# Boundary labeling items
———
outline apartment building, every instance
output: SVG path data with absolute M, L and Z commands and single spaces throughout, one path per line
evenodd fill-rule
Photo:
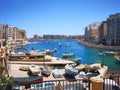
M 106 45 L 107 43 L 107 21 L 103 21 L 99 26 L 99 43 Z
M 107 18 L 107 44 L 120 46 L 120 13 Z
M 8 24 L 0 24 L 0 32 L 2 33 L 2 41 L 5 43 L 13 43 L 16 41 L 26 40 L 25 30 L 18 29 Z

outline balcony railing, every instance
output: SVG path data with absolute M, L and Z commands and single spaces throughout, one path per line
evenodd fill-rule
M 50 80 L 26 86 L 11 85 L 11 90 L 120 90 L 120 76 L 104 78 L 104 82 L 89 79 Z M 10 90 L 10 89 L 9 89 Z

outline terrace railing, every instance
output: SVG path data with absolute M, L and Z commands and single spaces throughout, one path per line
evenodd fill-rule
M 30 86 L 12 85 L 12 90 L 120 90 L 120 76 L 104 78 L 104 82 L 89 79 L 67 79 L 43 81 Z M 97 88 L 97 89 L 96 89 Z

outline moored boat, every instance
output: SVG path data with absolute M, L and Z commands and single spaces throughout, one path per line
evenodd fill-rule
M 114 58 L 116 58 L 116 60 L 120 62 L 120 54 L 115 54 Z
M 72 77 L 75 77 L 79 73 L 79 70 L 76 68 L 73 68 L 72 66 L 67 64 L 67 65 L 65 65 L 65 72 L 66 72 L 66 74 L 68 74 Z
M 104 51 L 103 54 L 117 54 L 115 51 Z
M 21 60 L 26 59 L 26 55 L 23 52 L 11 52 L 9 53 L 9 60 Z
M 74 56 L 74 53 L 62 54 L 63 58 Z
M 16 85 L 31 85 L 36 83 L 42 83 L 43 77 L 42 76 L 31 76 L 31 77 L 15 77 L 13 78 L 13 82 Z
M 54 70 L 53 70 L 53 76 L 55 77 L 55 78 L 62 78 L 63 77 L 63 73 L 62 73 L 62 71 L 60 71 L 59 69 L 57 69 L 57 68 L 55 68 Z
M 42 74 L 45 76 L 49 76 L 51 74 L 51 70 L 47 65 L 44 65 L 42 68 Z
M 38 74 L 41 72 L 40 67 L 37 66 L 37 65 L 30 65 L 30 66 L 29 66 L 29 69 L 30 69 L 30 72 L 31 72 L 33 75 L 38 75 Z

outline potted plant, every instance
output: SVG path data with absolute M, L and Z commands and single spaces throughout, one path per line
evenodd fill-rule
M 5 67 L 0 66 L 0 90 L 13 90 L 13 78 L 4 74 Z

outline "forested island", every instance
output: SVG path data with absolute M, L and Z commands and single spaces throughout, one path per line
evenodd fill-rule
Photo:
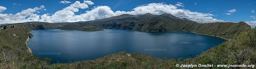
———
# STATED TASK
Copy out the material from the line containing "outline terrace railing, every instance" through the line containing "M 30 86 L 12", including both of those lines. Keep every line as it is, except increase each coordinate in the outline path data by 141.

# FULL OUTPUT
outline terrace railing, every instance
output: SVG path data with absolute M, L and Z commands and single spaces throughout, one path per line
evenodd fill-rule
M 171 227 L 153 226 L 153 231 L 261 231 L 261 217 L 245 219 L 245 223 L 230 220 L 208 220 L 184 222 Z M 238 229 L 238 230 L 237 230 Z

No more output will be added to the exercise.